#### Extract to read

Kardashev scale

The Kardashev scale is a general method of classifying how technologically advanced a civilization is, first proposed in 1964 by the Russian astronomer Nikolai Kardashev. It has three categories, based on the amount of usable energy a civilization has at its disposal and increasing logarithmically:

• Type I — A civilization that is able to harness all of the power available on a single planet, approximately 10¹⁶ W. The actual figure is quite variable; Earth specifically has an available power of 1.74×10¹⁷ W. Kardashev's original definition was 4×10¹² W. (Kardashev had originally defined Type I as a "Technological level close to the level presently attained on earth", "presently" meaning 1964.)
• Type II — A civilization that is able to harness all of the power available from a single star, approximately 10²⁶ W. Again, this figure is variable; the Sun outputs approximately 3.86×10²⁶ W. Kardashev's original definition was 4×10²⁶ W.
• Type III — A civilization that is able to harness all of the power available from a single galaxy, approximately 10³⁶ W. This figure is extremely variable, since galaxies vary widely in size. Kardashev's original definition was 4×10³⁷ W.

All such civilizations are purely hypothetical at this point. However, the Kardashev scale is of use to SETI researchers, science fiction authors, and futurists as a theoretical framework.

Usage and examples

Human civilization is currently somewhere far below Type I, as it is able to harness only a portion of the energy that is available on Earth. The current state of human civilization has thus been named Type 0. Although intermediate values were not discussed in Kardashev's original proposal, Carl Sagan argued that they could easily be defined by interpolating and extrapolating the values given above. He calculated humanity's current civilization to be 0.7. He used a power output of ~10TW and the formula:

${\displaystyle K={\frac {\log _{10}{W}-6}{10}}}$

where K is a civilization's Kardashev rating and W is its power output in watts. Note that Roman numerals must still be used for the integer part of a civilization's rating, while the fractional part is written in decimal.

########
#### The data

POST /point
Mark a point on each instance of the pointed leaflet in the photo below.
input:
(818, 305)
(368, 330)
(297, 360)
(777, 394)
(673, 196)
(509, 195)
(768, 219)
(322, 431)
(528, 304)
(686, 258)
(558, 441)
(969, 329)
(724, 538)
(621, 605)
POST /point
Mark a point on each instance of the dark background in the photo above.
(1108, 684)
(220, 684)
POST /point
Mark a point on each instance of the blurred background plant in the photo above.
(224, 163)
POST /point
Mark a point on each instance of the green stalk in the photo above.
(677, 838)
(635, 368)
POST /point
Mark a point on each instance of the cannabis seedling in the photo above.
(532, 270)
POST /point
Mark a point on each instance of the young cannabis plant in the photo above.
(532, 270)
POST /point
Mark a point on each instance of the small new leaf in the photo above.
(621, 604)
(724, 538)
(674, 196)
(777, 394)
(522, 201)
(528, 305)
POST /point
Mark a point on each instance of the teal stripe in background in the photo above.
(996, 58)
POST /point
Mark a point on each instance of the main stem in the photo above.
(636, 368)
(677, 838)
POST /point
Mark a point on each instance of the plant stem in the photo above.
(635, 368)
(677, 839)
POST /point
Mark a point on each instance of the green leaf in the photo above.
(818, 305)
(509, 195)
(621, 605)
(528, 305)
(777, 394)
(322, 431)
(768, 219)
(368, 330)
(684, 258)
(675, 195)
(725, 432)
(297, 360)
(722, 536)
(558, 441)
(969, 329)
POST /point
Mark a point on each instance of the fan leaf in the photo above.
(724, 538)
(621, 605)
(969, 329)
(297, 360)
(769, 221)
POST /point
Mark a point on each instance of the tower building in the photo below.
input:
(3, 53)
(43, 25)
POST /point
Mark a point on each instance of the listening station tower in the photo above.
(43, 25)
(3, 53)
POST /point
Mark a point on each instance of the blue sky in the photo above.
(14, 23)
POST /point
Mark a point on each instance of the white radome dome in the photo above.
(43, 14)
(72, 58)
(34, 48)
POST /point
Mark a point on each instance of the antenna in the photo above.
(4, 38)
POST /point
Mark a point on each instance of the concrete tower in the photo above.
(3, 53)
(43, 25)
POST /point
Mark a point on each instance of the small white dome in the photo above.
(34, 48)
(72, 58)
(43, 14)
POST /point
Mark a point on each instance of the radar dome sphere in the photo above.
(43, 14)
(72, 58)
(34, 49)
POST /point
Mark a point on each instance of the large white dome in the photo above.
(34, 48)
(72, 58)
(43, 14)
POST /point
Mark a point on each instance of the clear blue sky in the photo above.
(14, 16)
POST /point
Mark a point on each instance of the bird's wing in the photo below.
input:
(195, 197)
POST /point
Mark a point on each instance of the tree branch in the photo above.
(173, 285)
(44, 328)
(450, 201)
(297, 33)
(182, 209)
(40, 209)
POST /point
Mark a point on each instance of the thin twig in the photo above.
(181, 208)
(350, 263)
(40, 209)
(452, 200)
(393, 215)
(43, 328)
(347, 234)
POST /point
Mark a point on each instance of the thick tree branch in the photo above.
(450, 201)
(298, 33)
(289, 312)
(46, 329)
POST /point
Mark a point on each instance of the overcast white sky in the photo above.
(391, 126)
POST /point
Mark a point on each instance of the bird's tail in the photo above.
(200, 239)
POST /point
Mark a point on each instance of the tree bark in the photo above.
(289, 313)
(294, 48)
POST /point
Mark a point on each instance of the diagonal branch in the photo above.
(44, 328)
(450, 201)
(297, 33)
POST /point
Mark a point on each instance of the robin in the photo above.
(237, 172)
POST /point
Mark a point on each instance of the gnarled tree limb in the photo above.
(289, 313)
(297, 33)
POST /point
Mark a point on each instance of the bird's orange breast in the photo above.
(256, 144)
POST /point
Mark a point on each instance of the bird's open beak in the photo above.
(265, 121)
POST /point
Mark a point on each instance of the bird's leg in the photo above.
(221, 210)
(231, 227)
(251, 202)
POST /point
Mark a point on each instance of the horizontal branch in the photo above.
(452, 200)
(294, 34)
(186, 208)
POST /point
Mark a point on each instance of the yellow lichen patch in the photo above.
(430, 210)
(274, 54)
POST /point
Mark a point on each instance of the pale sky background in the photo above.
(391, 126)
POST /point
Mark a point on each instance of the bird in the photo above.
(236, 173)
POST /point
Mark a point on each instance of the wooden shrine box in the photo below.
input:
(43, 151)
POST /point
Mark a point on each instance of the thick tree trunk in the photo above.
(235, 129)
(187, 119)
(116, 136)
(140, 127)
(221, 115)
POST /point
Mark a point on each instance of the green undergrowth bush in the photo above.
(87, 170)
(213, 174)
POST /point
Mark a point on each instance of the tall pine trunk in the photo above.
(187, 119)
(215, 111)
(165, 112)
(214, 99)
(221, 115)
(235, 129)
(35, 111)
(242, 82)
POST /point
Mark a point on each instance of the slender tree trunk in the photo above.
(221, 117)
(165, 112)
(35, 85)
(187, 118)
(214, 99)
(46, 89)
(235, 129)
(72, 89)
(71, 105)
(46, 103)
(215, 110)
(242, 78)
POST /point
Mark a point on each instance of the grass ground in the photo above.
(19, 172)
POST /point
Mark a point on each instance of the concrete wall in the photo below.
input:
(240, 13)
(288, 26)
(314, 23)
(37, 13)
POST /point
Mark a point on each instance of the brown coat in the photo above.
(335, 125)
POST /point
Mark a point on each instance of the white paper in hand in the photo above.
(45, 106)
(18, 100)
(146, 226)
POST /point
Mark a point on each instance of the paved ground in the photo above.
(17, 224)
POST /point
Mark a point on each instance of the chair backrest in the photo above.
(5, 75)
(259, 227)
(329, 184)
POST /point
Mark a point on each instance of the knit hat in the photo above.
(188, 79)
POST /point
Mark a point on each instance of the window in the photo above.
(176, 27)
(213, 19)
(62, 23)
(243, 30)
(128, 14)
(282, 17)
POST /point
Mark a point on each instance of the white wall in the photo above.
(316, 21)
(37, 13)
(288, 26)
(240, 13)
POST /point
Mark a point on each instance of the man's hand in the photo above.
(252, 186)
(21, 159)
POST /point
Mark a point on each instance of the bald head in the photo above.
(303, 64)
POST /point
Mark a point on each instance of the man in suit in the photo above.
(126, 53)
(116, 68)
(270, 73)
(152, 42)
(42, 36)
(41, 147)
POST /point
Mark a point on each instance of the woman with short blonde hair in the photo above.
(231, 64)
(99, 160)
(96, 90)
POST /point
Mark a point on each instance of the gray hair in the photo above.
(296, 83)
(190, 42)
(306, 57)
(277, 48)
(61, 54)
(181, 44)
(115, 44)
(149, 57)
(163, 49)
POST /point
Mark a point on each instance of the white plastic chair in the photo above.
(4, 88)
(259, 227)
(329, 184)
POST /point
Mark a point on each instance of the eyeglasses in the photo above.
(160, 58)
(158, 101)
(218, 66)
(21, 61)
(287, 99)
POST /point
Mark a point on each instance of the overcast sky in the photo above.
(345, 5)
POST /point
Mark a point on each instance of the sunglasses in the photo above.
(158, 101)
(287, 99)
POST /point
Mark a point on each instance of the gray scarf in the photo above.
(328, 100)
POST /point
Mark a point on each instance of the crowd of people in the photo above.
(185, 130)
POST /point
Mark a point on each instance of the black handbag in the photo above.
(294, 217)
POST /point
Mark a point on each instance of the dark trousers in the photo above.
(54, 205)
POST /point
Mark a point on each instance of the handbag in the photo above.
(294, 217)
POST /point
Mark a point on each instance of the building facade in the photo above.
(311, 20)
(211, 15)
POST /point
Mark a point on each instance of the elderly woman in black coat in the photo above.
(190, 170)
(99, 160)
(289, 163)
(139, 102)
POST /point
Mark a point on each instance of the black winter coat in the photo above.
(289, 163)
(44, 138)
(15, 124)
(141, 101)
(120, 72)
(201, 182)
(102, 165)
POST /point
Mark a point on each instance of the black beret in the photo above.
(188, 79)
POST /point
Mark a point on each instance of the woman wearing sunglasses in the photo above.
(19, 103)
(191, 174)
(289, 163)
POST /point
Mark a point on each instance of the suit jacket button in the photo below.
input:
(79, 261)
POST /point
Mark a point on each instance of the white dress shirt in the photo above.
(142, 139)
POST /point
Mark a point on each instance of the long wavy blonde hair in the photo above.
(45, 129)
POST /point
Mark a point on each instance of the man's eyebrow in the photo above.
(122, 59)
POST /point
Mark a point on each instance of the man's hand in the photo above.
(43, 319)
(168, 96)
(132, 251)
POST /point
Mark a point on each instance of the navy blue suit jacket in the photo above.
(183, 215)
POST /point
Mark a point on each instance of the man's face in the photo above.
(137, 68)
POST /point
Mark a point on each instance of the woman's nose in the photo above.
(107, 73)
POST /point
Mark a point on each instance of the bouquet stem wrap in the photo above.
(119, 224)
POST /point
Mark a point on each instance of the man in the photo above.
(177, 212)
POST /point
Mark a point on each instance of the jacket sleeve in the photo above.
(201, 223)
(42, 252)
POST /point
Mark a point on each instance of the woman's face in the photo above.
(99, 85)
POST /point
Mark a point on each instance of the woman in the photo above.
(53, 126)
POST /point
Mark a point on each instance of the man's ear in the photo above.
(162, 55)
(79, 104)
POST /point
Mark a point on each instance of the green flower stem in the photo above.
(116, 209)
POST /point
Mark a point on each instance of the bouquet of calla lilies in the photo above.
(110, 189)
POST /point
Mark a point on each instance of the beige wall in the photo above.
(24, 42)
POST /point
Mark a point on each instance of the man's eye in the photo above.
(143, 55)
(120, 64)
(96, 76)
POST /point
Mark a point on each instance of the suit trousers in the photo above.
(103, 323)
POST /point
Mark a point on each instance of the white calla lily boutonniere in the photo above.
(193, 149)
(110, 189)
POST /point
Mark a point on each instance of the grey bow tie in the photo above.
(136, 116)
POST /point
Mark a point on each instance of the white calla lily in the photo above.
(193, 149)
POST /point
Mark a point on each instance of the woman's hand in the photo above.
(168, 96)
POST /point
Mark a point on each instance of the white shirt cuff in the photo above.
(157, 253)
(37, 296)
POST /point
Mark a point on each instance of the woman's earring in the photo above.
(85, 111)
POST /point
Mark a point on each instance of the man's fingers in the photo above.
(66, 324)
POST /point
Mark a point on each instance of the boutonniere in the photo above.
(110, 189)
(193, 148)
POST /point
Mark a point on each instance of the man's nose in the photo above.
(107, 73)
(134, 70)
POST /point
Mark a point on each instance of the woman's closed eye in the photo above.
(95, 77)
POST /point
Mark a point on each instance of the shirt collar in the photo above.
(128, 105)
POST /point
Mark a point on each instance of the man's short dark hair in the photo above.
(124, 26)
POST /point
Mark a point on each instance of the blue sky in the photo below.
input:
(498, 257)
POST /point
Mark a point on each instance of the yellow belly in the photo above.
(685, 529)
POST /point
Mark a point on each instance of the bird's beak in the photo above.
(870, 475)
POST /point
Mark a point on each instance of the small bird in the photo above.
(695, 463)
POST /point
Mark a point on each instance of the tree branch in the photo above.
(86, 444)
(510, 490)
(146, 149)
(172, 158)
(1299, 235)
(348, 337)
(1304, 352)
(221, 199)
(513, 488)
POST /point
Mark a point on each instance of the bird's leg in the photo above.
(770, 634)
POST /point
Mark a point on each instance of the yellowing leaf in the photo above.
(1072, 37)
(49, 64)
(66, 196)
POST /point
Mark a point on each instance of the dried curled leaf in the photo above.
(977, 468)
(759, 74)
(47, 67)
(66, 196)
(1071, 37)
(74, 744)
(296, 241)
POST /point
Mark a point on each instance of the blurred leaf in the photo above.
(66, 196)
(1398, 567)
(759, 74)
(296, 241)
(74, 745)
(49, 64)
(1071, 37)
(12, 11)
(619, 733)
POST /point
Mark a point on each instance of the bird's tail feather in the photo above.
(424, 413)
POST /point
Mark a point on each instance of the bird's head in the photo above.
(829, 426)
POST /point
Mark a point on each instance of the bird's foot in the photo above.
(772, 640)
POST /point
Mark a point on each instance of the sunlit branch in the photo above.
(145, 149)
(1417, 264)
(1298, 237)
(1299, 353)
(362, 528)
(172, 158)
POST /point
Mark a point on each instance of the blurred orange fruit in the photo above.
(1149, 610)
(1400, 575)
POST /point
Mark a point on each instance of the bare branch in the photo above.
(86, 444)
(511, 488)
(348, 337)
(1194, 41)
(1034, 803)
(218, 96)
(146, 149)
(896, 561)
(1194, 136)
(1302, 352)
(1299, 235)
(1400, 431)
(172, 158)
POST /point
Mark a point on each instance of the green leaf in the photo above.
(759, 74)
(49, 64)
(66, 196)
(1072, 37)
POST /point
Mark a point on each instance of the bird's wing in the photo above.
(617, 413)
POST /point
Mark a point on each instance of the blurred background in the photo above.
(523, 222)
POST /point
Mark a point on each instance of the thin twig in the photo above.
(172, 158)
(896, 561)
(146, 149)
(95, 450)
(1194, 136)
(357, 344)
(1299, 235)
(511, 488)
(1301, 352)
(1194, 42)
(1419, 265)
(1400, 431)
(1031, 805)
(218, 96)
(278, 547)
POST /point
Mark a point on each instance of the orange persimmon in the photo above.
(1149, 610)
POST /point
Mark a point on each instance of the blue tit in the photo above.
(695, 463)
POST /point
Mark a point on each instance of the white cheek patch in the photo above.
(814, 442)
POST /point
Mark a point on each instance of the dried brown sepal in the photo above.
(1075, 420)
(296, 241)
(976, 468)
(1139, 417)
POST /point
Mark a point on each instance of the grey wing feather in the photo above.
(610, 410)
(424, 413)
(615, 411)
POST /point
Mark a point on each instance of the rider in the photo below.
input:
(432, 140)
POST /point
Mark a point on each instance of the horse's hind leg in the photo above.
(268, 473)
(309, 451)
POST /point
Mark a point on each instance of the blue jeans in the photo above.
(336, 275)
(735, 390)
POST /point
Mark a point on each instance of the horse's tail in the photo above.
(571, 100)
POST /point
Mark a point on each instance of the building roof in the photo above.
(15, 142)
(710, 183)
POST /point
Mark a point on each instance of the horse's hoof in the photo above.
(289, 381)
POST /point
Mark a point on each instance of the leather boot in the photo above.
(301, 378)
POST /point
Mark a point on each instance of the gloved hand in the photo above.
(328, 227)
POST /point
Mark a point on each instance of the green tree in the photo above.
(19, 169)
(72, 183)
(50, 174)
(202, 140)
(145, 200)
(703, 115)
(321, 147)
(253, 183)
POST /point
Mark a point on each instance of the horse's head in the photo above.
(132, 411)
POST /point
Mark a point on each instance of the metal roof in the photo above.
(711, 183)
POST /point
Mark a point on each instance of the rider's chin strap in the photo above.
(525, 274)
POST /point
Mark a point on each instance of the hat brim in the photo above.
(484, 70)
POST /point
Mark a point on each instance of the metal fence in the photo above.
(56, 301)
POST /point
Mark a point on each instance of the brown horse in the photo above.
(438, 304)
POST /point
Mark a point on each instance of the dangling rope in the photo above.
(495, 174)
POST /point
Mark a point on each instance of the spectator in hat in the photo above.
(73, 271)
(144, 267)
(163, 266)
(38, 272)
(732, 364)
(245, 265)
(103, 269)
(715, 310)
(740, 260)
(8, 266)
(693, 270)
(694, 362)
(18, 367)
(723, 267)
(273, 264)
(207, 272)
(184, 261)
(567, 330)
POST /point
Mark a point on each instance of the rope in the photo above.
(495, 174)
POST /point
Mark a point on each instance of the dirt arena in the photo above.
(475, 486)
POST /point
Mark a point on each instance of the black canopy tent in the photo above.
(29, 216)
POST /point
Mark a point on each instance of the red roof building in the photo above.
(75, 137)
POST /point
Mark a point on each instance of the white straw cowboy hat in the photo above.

########

Set of tasks →
- a) According to the text on the Kardashev scale, who finds the scale useful as a theoretical framework? List all of them.
- b) Return the passage from the Kardashev scale text starting at "All such civilizations" and ending at "a theoretical framework.", copied word for word.
The material above is not part of the text on the Kardashev scale.

Expected results →
- a)
SETI researchers
science fiction authors
futurists

- b)
All such civilizations are purely hypothetical at this point. However, the Kardashev scale is of use to SETI researchers, science fiction authors, and futurists as a theoretical framework.